# EXTRACTED RECORDS start

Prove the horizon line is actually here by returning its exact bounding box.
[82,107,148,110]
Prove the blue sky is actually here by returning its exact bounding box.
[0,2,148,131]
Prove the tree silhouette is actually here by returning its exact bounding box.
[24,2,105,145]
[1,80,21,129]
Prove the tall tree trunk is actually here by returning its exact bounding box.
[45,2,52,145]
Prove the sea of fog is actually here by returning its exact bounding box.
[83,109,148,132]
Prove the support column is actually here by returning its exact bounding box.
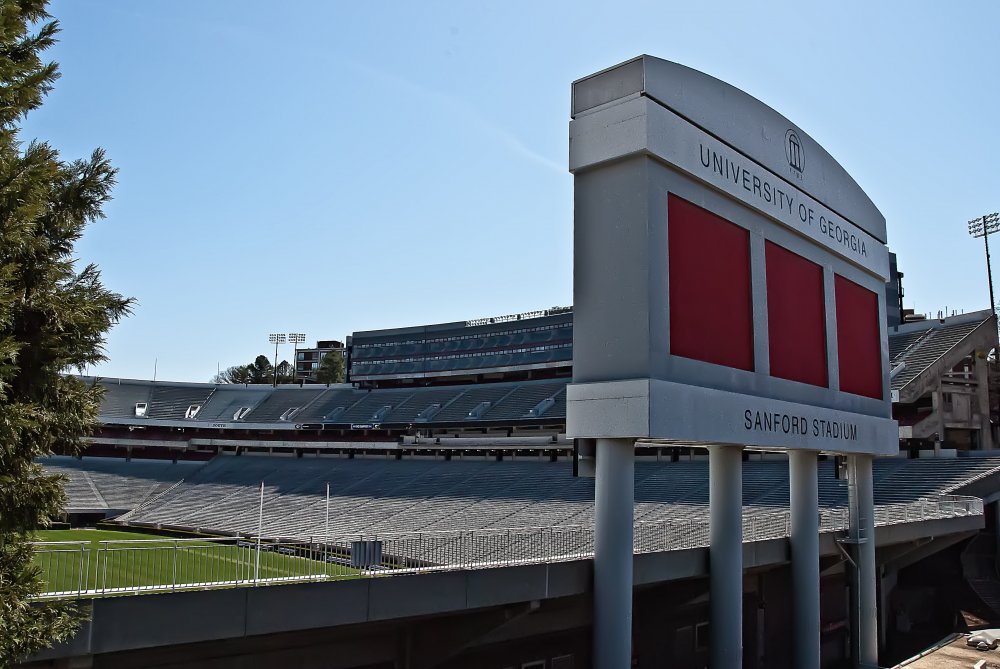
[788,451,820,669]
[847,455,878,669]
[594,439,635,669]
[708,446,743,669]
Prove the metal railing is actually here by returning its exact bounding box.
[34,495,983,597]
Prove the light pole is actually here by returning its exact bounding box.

# EXTRACTED RECORDS end
# EXTRACTED RECORDS start

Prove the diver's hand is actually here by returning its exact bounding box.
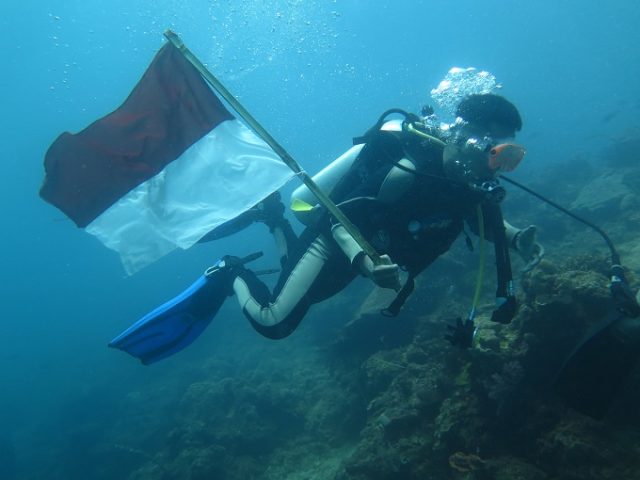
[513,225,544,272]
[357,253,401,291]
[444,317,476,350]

# EXTRACTED RECORDS end

**WHAT YOU SHOULD DO**.
Reproduce only the lines of the material starting at the line that contains "Prove the blue" and ending at the line that contains "[1,80,21,129]", swapping "blue sky" for "clear sky" and leaving everything else unchanged.

**EXPECTED ANSWER**.
Prove the clear sky is actually here by returning its exact bounding box.
[0,2,148,131]
Prove the tree silhouette is actually here by returning its exact bounding box.
[24,2,105,145]
[1,80,21,129]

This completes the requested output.